With California teetering perpetually on the edge of financial ruin, marijuana activists have seized the moment, claiming that legalizing and taxing pot could help bail out the cash-strapped Golden State.
But critics are slamming the proposal, saying the social costs of a free-smoking state far outweigh the money it would bring in, and that a promised windfall from taxing marijuana sales couldn't possibly plug California's massive budget gap.
Voters are likely to confront the issue next year. Marijuana advocates say they have collected more than enough signatures, over 680,000, to qualify for November's ballot with a proposal to make California the first U.S. state to legalize possession and cultivation of pot for recreational use.
Passage remains far from certain, even in socially permissive California.
Fifteen years after Californians led the nation in approving the use of cannabis for medical purposes, fierce political debate is raging over a recent mushrooming of medicinal pot dispensaries in Los Angeles and other cities.
In northern California towns like Arcata and Eureka, where pot has long been part of the social fabric and local economy, illicit growers have reportedly stepped up production to meet rising demand generated by the proliferation of clinics around the state of 38 million.
'Prohibition is Chaos'
Under the latest initiative, simple possession of an ounce (28.5 grams) or less of marijuana, currently a misdemeanor offense punishable by a $100 fine, would be legal for anyone at least 21. It also would be lawful to grow limited amounts in one's own home for personal use.
While sales would not be legalized outright, cities and counties could pass laws permitting commercial distribution subject to local regulations and taxes. Retail sales would still be limited to an ounce for adults 21 and older.
A Field Poll in April found 56 percent of California voters favor legalizing recreational marijuana and taxing it as a new revenue source to ease the budget crunch.
The state tax board found that California could collect $1.4 billion a year in taxes from a legalization bill proposed by Assemblyman Tom Ammiano, a San Francisco Democrat.
He backs the referendum as a prelude to his own statewide bill, saying that outlawing pot has proven a failure.
"Prohibition is chaos, and at least with regulation you have some control," Ammiano said.
But critics warn that the social harms of legalizing cannabis -- from declines in work production and academic achievement to a rise in traffic and job accidents -- would likely trump any economic benefits.
"The carnage in this country due to alcohol and tobacco use is enormous," said Joel Hay, professor of pharmaceutical economics and policy at the University of Southern California. "Why we would want to increase the use of another product that creates this kind of damage is hard to fathom."
Hay questions the accuracy of revenue projections for Ammiano's bill, based largely on a 2006 Harvard University study that valued California's annual marijuana crop of an estimated 8.6 million pounds (3.9 million kg) at $13.8 billion a year.
'Dealing with Consequences'
"I don't know that their numbers are correct. But whether it's a billion or a half billion (dollars in revenue), that number will be swamped by the cost to the state of dealing with all the consequences," Hay said.
============================================================
**Instructions for the task**
Set down, word for word, the stretch of the article on legalizing marijuana in California from "Passage remains far" through "and other cities.".
============================================================
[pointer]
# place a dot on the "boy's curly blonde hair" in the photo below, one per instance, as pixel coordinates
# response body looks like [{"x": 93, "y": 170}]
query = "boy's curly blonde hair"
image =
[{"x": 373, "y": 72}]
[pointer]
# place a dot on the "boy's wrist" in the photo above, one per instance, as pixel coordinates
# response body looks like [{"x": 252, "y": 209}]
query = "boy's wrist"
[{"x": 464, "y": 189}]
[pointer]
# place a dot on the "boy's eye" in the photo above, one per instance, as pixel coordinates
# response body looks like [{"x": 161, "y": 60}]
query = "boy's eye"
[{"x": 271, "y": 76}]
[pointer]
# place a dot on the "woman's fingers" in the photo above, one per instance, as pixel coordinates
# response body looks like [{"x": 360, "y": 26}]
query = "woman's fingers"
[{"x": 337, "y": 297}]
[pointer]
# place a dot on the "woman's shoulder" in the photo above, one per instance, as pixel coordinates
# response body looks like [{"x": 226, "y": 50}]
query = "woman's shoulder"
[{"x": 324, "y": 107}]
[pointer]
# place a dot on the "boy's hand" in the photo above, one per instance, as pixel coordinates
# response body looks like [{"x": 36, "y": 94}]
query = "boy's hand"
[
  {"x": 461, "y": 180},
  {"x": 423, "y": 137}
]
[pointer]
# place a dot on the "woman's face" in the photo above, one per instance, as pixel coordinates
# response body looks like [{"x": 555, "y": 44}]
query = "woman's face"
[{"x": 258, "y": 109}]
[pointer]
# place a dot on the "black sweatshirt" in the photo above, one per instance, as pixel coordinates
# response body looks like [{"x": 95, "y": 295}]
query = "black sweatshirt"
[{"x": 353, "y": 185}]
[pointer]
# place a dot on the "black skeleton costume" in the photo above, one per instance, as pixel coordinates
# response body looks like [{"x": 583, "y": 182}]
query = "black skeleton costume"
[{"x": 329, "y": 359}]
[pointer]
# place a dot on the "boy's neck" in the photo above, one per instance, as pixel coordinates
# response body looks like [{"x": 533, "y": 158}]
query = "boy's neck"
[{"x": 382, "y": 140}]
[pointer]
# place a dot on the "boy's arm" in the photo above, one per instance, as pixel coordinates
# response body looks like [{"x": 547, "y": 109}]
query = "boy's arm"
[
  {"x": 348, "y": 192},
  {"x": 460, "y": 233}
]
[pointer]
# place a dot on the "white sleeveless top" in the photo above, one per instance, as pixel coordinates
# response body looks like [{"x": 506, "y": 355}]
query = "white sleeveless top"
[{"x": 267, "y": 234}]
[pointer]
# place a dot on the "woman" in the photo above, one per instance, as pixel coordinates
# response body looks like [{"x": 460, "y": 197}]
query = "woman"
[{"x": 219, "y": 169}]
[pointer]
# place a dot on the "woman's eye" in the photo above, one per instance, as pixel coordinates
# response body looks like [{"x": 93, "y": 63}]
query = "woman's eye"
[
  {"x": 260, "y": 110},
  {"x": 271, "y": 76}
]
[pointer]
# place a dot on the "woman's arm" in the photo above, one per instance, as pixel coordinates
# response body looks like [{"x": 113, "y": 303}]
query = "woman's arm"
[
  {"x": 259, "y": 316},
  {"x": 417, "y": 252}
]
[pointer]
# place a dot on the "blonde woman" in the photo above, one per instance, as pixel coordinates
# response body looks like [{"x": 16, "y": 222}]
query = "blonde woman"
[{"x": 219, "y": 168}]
============================================================
**Task output**
Passage remains far from certain, even in socially permissive California.
Fifteen years after Californians led the nation in approving the use of cannabis for medical purposes, fierce political debate is raging over a recent mushrooming of medicinal pot dispensaries in Los Angeles and other cities.